**Your assignment**
Return all of the material, keeping each line exactly as it is.

**Exercise data**

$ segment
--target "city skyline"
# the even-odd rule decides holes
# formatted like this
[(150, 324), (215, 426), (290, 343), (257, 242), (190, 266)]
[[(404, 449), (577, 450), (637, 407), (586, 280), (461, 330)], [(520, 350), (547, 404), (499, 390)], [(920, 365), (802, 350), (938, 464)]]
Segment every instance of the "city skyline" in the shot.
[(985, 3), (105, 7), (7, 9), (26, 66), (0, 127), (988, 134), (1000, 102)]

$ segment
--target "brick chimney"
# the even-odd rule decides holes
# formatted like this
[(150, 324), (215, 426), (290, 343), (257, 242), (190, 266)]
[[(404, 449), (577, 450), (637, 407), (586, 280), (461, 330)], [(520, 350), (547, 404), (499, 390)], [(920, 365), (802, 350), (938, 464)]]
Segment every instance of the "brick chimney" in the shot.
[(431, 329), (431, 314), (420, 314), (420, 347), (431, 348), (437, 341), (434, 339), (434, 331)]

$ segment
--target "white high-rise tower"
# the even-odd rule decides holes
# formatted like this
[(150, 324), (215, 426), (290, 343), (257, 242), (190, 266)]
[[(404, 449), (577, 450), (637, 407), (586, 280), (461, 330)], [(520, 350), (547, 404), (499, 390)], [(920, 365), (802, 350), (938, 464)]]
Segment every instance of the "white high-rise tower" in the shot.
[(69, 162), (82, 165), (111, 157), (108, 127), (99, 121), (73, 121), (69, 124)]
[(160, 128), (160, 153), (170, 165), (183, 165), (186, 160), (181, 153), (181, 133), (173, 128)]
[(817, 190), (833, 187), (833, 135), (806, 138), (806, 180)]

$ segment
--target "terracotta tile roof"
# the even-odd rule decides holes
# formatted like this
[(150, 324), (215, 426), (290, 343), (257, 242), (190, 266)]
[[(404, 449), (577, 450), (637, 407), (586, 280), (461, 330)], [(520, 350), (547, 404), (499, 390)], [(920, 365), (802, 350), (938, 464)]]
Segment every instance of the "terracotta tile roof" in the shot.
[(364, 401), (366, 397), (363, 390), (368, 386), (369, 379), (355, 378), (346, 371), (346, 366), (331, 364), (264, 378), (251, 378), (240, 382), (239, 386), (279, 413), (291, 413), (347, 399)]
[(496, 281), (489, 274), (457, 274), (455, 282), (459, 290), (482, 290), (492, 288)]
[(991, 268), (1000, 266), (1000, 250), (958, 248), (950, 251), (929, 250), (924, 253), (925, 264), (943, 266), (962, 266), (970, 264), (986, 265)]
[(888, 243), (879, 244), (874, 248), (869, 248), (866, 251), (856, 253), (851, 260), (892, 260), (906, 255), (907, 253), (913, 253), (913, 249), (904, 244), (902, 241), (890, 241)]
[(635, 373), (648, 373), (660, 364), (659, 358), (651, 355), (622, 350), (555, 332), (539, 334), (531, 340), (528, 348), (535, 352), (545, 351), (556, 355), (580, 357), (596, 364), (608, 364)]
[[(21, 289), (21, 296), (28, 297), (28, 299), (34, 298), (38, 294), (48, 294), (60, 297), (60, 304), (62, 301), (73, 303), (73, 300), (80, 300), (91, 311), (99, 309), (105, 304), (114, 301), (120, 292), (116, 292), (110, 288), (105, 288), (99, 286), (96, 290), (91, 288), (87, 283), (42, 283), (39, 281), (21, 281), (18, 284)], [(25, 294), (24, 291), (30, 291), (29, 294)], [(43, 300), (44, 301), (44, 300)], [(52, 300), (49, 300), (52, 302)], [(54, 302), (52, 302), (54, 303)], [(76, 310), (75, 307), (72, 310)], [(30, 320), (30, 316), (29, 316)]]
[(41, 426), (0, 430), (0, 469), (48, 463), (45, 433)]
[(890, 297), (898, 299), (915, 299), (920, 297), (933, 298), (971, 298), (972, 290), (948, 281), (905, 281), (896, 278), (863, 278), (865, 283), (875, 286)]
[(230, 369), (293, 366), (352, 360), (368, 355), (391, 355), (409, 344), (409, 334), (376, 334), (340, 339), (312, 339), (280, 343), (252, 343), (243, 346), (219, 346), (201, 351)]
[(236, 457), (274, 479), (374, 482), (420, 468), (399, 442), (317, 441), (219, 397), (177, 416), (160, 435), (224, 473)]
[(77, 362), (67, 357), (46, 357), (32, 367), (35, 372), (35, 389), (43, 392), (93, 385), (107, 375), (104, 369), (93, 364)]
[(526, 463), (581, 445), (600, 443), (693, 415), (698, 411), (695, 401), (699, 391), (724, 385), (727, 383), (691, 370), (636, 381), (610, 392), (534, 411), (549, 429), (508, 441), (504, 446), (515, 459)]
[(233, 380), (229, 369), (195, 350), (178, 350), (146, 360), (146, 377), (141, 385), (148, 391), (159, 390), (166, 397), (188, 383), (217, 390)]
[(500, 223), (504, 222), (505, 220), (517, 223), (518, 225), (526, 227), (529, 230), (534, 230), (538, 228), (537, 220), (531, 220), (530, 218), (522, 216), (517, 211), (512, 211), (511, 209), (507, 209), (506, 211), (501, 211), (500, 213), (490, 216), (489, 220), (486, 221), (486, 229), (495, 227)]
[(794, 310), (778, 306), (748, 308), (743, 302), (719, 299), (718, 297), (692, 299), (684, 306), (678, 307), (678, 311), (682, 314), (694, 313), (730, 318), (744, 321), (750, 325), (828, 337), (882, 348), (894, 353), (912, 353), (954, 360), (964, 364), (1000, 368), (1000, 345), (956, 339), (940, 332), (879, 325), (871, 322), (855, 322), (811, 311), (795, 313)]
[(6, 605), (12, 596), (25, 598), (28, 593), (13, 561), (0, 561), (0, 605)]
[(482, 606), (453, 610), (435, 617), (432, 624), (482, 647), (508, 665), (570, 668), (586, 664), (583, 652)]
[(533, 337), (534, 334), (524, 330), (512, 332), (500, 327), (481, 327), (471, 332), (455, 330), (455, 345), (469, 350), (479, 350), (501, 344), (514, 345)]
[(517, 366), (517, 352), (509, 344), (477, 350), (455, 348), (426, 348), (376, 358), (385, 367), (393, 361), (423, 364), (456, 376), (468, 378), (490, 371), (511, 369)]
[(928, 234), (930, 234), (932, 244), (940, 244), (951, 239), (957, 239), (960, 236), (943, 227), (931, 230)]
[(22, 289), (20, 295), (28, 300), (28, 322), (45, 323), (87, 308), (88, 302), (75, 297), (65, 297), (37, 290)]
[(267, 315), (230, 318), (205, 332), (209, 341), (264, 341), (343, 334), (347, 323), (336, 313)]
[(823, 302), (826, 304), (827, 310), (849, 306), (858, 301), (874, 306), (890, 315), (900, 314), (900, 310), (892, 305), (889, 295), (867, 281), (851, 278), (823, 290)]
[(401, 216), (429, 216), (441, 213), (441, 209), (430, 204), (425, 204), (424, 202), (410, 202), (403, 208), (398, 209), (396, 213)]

**Output of the task**
$ segment
--target "city skyline"
# the even-odd rule decides holes
# formatted like this
[(150, 324), (215, 426), (290, 343), (257, 242), (190, 266)]
[[(404, 449), (577, 450), (637, 407), (586, 280), (461, 330)], [(520, 350), (547, 404), (499, 390)], [(920, 365), (802, 350), (938, 464)]]
Segment every instance of the "city skyline" in the shot.
[(985, 3), (105, 7), (7, 9), (26, 66), (0, 127), (988, 134), (1000, 102)]

$ segment
--target "brick chimney"
# the even-odd rule decides holes
# formatted like this
[(150, 324), (215, 426), (290, 343), (257, 242), (190, 266)]
[[(404, 449), (577, 450), (637, 407), (586, 280), (461, 330)], [(520, 350), (547, 404), (499, 390)], [(920, 365), (802, 350), (938, 464)]]
Segment every instance of the "brick chimney" in the shot.
[(431, 329), (431, 314), (420, 314), (420, 347), (431, 348), (437, 341), (434, 339), (434, 331)]

$ segment
--target "white high-rise tower"
# the even-odd rule decides holes
# formatted like this
[(150, 324), (215, 426), (290, 343), (257, 242), (190, 266)]
[[(404, 449), (577, 450), (637, 407), (586, 280), (461, 330)], [(520, 350), (547, 404), (499, 390)], [(920, 365), (802, 350), (938, 464)]]
Segment every instance of the "white high-rise tower" in the shot.
[(69, 162), (82, 165), (111, 157), (108, 127), (99, 121), (73, 121), (69, 124)]
[(160, 128), (160, 153), (170, 165), (183, 165), (186, 160), (181, 153), (181, 133), (173, 128)]
[(817, 190), (833, 187), (833, 135), (806, 138), (806, 180)]

$ segment
--target "terracotta tile roof"
# the even-odd rule decides holes
# formatted like this
[(150, 324), (215, 426), (290, 343), (257, 242), (190, 266)]
[[(404, 449), (577, 450), (637, 407), (586, 280), (461, 330)], [(520, 350), (547, 404), (499, 390)], [(920, 365), (802, 350), (938, 464)]]
Segment every instance of the "terracotta tile roof" in the shot.
[(364, 401), (366, 397), (363, 390), (368, 386), (369, 379), (355, 378), (346, 371), (346, 366), (331, 364), (264, 378), (251, 378), (240, 382), (239, 386), (279, 413), (291, 413), (347, 399)]
[(496, 281), (489, 274), (457, 274), (455, 282), (459, 290), (482, 290), (492, 288)]
[(991, 268), (1000, 266), (1000, 250), (958, 248), (950, 251), (929, 250), (924, 253), (925, 264), (943, 266), (962, 266), (970, 264), (986, 265)]
[(888, 243), (879, 244), (874, 248), (869, 248), (866, 251), (856, 253), (851, 260), (892, 260), (906, 255), (907, 253), (913, 253), (913, 249), (904, 244), (902, 241), (890, 241)]
[(635, 373), (648, 373), (660, 364), (659, 358), (651, 355), (622, 350), (555, 332), (539, 334), (531, 340), (528, 348), (535, 352), (545, 351), (556, 355), (580, 357), (596, 364), (608, 364)]
[[(21, 289), (21, 296), (28, 297), (28, 299), (34, 298), (38, 294), (48, 294), (60, 297), (60, 304), (62, 301), (73, 303), (73, 300), (80, 300), (91, 311), (99, 309), (105, 304), (114, 301), (120, 292), (116, 292), (110, 288), (105, 288), (99, 286), (96, 290), (91, 288), (87, 283), (42, 283), (39, 281), (21, 281), (18, 284)], [(25, 294), (24, 291), (30, 291), (29, 294)], [(43, 300), (44, 301), (44, 300)], [(52, 300), (49, 300), (52, 302)], [(54, 302), (52, 302), (54, 303)], [(76, 310), (75, 307), (72, 310)], [(30, 320), (30, 316), (29, 316)]]
[(41, 426), (0, 430), (0, 469), (48, 463), (45, 433)]
[(890, 297), (898, 299), (915, 299), (920, 297), (933, 298), (971, 298), (972, 290), (948, 281), (905, 281), (896, 278), (863, 278), (865, 283), (875, 286)]
[(230, 369), (293, 366), (352, 360), (368, 355), (391, 355), (409, 344), (409, 334), (376, 334), (340, 339), (312, 339), (280, 343), (252, 343), (243, 346), (219, 346), (201, 351)]
[(236, 457), (274, 479), (374, 482), (420, 468), (399, 442), (317, 441), (219, 397), (177, 416), (160, 435), (224, 473)]
[(77, 362), (67, 357), (46, 357), (32, 367), (35, 372), (35, 389), (43, 392), (93, 385), (107, 375), (104, 369), (93, 364)]
[(526, 463), (581, 445), (600, 443), (693, 415), (698, 411), (695, 401), (699, 391), (724, 385), (727, 383), (691, 370), (636, 381), (610, 392), (534, 411), (549, 429), (508, 441), (504, 446), (515, 459)]
[(233, 380), (229, 369), (195, 350), (178, 350), (146, 360), (146, 377), (141, 385), (148, 391), (159, 390), (166, 397), (188, 383), (217, 390)]
[(500, 223), (504, 222), (505, 220), (517, 223), (518, 225), (526, 227), (529, 230), (534, 230), (538, 228), (537, 220), (531, 220), (530, 218), (522, 216), (517, 211), (512, 211), (511, 209), (507, 209), (506, 211), (501, 211), (500, 213), (490, 216), (489, 220), (486, 221), (486, 229), (495, 227)]
[(794, 310), (778, 306), (748, 308), (743, 302), (719, 299), (718, 297), (692, 299), (684, 306), (678, 307), (678, 311), (682, 314), (694, 313), (730, 318), (744, 321), (750, 325), (828, 337), (882, 348), (894, 353), (912, 353), (954, 360), (964, 364), (1000, 368), (1000, 345), (956, 339), (940, 332), (879, 325), (871, 322), (855, 322), (811, 311), (795, 313)]
[(6, 605), (12, 596), (25, 598), (28, 593), (13, 561), (0, 561), (0, 605)]
[(482, 606), (453, 610), (435, 617), (432, 624), (482, 647), (508, 665), (570, 668), (586, 664), (583, 652)]
[(533, 337), (534, 334), (524, 330), (512, 332), (500, 327), (481, 327), (471, 332), (455, 330), (455, 345), (469, 350), (479, 350), (501, 344), (514, 345)]
[(517, 366), (517, 352), (509, 344), (477, 350), (455, 348), (426, 348), (376, 358), (385, 367), (393, 361), (423, 364), (456, 376), (468, 378), (490, 371), (511, 369)]
[(928, 234), (930, 234), (932, 244), (940, 244), (951, 239), (957, 239), (960, 236), (943, 227), (931, 230)]
[(22, 289), (20, 295), (28, 300), (28, 322), (45, 323), (87, 308), (88, 302), (75, 297), (65, 297), (37, 290)]
[(267, 315), (230, 318), (205, 332), (209, 341), (264, 341), (343, 334), (347, 323), (336, 313)]
[(823, 302), (826, 304), (827, 310), (849, 306), (858, 301), (874, 306), (890, 315), (900, 314), (900, 310), (892, 305), (889, 295), (867, 281), (851, 278), (823, 290)]
[(401, 216), (429, 216), (441, 213), (441, 209), (430, 204), (425, 204), (424, 202), (410, 202), (403, 208), (398, 209), (396, 213)]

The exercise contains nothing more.